Copy out the records so that each line matches the original.
◆ ◆ ◆ ◆ ◆ ◆ ◆
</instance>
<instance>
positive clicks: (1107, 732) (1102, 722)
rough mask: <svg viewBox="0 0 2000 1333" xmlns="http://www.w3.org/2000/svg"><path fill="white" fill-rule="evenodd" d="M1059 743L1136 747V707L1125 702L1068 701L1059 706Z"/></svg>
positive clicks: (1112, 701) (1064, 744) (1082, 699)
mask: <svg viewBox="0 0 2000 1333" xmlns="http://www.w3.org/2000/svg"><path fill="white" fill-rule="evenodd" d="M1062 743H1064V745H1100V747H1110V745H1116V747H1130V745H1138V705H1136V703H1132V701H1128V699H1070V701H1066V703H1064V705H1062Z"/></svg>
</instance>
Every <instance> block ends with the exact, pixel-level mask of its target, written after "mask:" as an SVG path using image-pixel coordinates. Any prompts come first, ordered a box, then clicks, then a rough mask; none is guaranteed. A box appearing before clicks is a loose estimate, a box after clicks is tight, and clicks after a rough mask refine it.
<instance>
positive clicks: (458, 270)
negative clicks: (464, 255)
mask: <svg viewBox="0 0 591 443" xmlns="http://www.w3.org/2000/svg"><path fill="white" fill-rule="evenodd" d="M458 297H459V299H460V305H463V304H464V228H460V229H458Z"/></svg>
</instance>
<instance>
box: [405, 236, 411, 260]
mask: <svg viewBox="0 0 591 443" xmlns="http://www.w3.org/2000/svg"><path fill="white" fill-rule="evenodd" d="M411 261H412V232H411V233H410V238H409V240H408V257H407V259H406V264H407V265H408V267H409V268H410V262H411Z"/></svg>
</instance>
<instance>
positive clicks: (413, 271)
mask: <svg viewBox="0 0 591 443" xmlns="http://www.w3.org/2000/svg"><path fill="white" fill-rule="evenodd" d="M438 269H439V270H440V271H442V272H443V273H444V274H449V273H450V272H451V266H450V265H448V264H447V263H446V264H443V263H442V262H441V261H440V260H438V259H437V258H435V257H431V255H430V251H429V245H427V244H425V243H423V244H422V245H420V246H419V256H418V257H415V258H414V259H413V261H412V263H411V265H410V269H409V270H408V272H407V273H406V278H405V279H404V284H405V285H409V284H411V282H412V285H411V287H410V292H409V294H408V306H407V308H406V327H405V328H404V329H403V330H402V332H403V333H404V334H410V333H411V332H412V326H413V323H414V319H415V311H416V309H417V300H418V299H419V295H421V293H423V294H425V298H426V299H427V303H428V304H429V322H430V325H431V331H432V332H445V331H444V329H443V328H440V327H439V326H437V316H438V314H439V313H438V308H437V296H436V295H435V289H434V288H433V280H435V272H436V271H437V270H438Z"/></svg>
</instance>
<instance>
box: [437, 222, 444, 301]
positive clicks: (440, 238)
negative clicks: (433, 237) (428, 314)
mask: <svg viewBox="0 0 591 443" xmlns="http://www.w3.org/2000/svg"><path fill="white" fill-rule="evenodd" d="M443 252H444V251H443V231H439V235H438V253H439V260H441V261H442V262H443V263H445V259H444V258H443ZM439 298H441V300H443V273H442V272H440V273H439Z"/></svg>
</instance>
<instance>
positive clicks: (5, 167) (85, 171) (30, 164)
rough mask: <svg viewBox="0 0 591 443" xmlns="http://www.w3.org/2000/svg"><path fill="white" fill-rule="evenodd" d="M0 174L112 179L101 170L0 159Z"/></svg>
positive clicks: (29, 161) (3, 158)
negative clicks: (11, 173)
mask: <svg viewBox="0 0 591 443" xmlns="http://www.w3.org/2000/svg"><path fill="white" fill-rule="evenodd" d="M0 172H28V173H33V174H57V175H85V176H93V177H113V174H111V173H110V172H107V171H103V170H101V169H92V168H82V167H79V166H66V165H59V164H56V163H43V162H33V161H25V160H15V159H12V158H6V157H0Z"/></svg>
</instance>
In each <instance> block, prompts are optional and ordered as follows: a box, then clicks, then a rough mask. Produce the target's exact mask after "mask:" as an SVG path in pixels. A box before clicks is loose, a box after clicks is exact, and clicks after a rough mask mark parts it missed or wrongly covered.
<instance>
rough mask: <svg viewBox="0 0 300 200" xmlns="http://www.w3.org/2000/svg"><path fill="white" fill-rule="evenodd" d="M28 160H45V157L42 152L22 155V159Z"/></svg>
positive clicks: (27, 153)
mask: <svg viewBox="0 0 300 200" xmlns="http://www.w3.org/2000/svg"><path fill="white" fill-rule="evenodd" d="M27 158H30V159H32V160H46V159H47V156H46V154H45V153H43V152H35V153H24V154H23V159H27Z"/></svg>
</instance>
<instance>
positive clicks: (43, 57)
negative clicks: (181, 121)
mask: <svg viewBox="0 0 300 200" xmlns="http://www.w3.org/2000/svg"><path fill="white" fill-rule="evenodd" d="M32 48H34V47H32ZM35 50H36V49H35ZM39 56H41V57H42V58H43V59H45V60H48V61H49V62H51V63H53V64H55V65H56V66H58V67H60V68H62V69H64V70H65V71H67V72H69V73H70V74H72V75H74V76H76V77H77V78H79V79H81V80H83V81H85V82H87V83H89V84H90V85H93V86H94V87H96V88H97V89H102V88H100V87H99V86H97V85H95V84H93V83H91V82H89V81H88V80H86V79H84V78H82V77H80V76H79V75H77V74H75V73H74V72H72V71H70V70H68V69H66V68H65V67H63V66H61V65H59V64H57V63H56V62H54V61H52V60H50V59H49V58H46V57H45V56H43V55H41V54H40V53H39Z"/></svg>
◆ ◆ ◆ ◆ ◆ ◆ ◆
◆ Exercise output
</instance>
<instance>
positive clicks: (1107, 732) (1102, 722)
rough mask: <svg viewBox="0 0 2000 1333" xmlns="http://www.w3.org/2000/svg"><path fill="white" fill-rule="evenodd" d="M1059 743L1136 747V707L1125 702L1068 701L1059 706Z"/></svg>
positive clicks: (1112, 701) (1064, 744) (1082, 699)
mask: <svg viewBox="0 0 2000 1333" xmlns="http://www.w3.org/2000/svg"><path fill="white" fill-rule="evenodd" d="M1062 743H1064V745H1100V747H1110V745H1116V747H1130V745H1138V705H1136V703H1132V701H1128V699H1070V701H1066V703H1064V705H1062Z"/></svg>
</instance>
Every <instance> block ends with the exact, pixel-level mask of its target, written after "mask:" as an SVG path using image-pixel coordinates. Any prompts come first, ordered a box, then clicks, then a rough mask; none is guaranteed. A box appearing before clicks is a loose estimate, a box after clicks is tight, and clicks after a rough mask refine it.
<instance>
positive clicks: (458, 270)
negative clicks: (464, 255)
mask: <svg viewBox="0 0 591 443" xmlns="http://www.w3.org/2000/svg"><path fill="white" fill-rule="evenodd" d="M458 297H459V299H460V305H463V304H464V228H460V229H458Z"/></svg>
</instance>
<instance>
box: [405, 236, 411, 260]
mask: <svg viewBox="0 0 591 443" xmlns="http://www.w3.org/2000/svg"><path fill="white" fill-rule="evenodd" d="M411 261H412V232H411V233H410V238H409V240H408V257H407V259H406V264H407V265H408V267H409V268H410V262H411Z"/></svg>
</instance>
<instance>
positive clicks: (413, 271)
mask: <svg viewBox="0 0 591 443" xmlns="http://www.w3.org/2000/svg"><path fill="white" fill-rule="evenodd" d="M438 269H439V270H440V271H442V272H443V273H444V274H449V273H450V272H451V266H450V265H448V264H447V263H446V264H443V263H442V262H441V261H440V260H438V259H437V258H435V257H431V255H430V251H429V245H427V244H425V243H423V244H422V245H420V246H419V256H418V257H415V258H414V259H413V261H412V263H411V265H410V269H409V270H408V272H407V273H406V278H405V279H404V284H405V285H409V284H411V282H412V285H411V287H410V292H409V294H408V306H407V308H406V327H405V328H404V329H403V330H402V332H403V333H404V334H410V333H411V332H412V326H413V323H414V319H415V311H416V309H417V300H418V299H419V295H421V293H423V294H425V298H426V299H427V303H428V304H429V322H430V325H431V331H432V332H445V331H444V329H443V328H440V327H439V326H437V316H438V314H439V313H438V308H437V296H436V295H435V289H434V288H433V280H435V272H436V271H437V270H438Z"/></svg>
</instance>
<instance>
box: [437, 222, 444, 301]
positive clicks: (440, 238)
negative clicks: (433, 237) (428, 314)
mask: <svg viewBox="0 0 591 443" xmlns="http://www.w3.org/2000/svg"><path fill="white" fill-rule="evenodd" d="M443 252H444V251H443V231H439V235H438V253H439V260H441V261H442V262H443V263H445V259H444V258H443ZM439 298H441V300H443V273H442V272H440V273H439Z"/></svg>
</instance>
<instance>
positive clicks: (5, 167) (85, 171) (30, 164)
rough mask: <svg viewBox="0 0 591 443" xmlns="http://www.w3.org/2000/svg"><path fill="white" fill-rule="evenodd" d="M0 174L112 179L101 170L0 159Z"/></svg>
positive clicks: (29, 161) (3, 158)
negative clicks: (11, 173)
mask: <svg viewBox="0 0 591 443" xmlns="http://www.w3.org/2000/svg"><path fill="white" fill-rule="evenodd" d="M0 172H28V173H33V174H57V175H85V176H93V177H113V174H111V173H110V172H107V171H103V170H101V169H92V168H82V167H79V166H66V165H59V164H56V163H43V162H33V161H25V160H15V159H12V158H6V157H0Z"/></svg>
</instance>
In each <instance> block, prompts are optional and ordered as follows: a box, then clicks, then a rough mask. Produce the target's exact mask after "mask:" as an SVG path in pixels. A box before clicks is loose, a box after clicks is exact, and clicks after a rough mask mark parts it missed or wrongly covered.
<instance>
rough mask: <svg viewBox="0 0 300 200" xmlns="http://www.w3.org/2000/svg"><path fill="white" fill-rule="evenodd" d="M28 160H45V157L42 152L22 155V159Z"/></svg>
positive clicks: (27, 153)
mask: <svg viewBox="0 0 300 200" xmlns="http://www.w3.org/2000/svg"><path fill="white" fill-rule="evenodd" d="M27 158H30V159H32V160H46V159H47V156H46V154H45V153H43V152H35V153H24V154H23V159H27Z"/></svg>
</instance>
<instance>
positive clicks: (43, 57)
negative clicks: (181, 121)
mask: <svg viewBox="0 0 300 200" xmlns="http://www.w3.org/2000/svg"><path fill="white" fill-rule="evenodd" d="M32 48H34V47H32ZM35 50H36V49H35ZM39 56H41V57H42V58H43V59H45V60H48V61H49V62H51V63H53V64H55V65H56V66H58V67H60V68H62V69H64V70H65V71H67V72H69V73H70V74H72V75H74V76H76V77H77V78H79V79H81V80H83V81H85V82H87V83H89V84H90V85H93V86H94V87H96V88H97V89H102V88H100V87H99V86H97V85H95V84H93V83H91V82H89V81H88V80H86V79H84V78H82V77H80V76H79V75H77V74H75V73H74V72H72V71H70V70H68V69H66V68H65V67H63V66H61V65H59V64H57V63H56V62H54V61H52V60H50V59H49V58H46V57H45V56H43V55H41V54H40V53H39Z"/></svg>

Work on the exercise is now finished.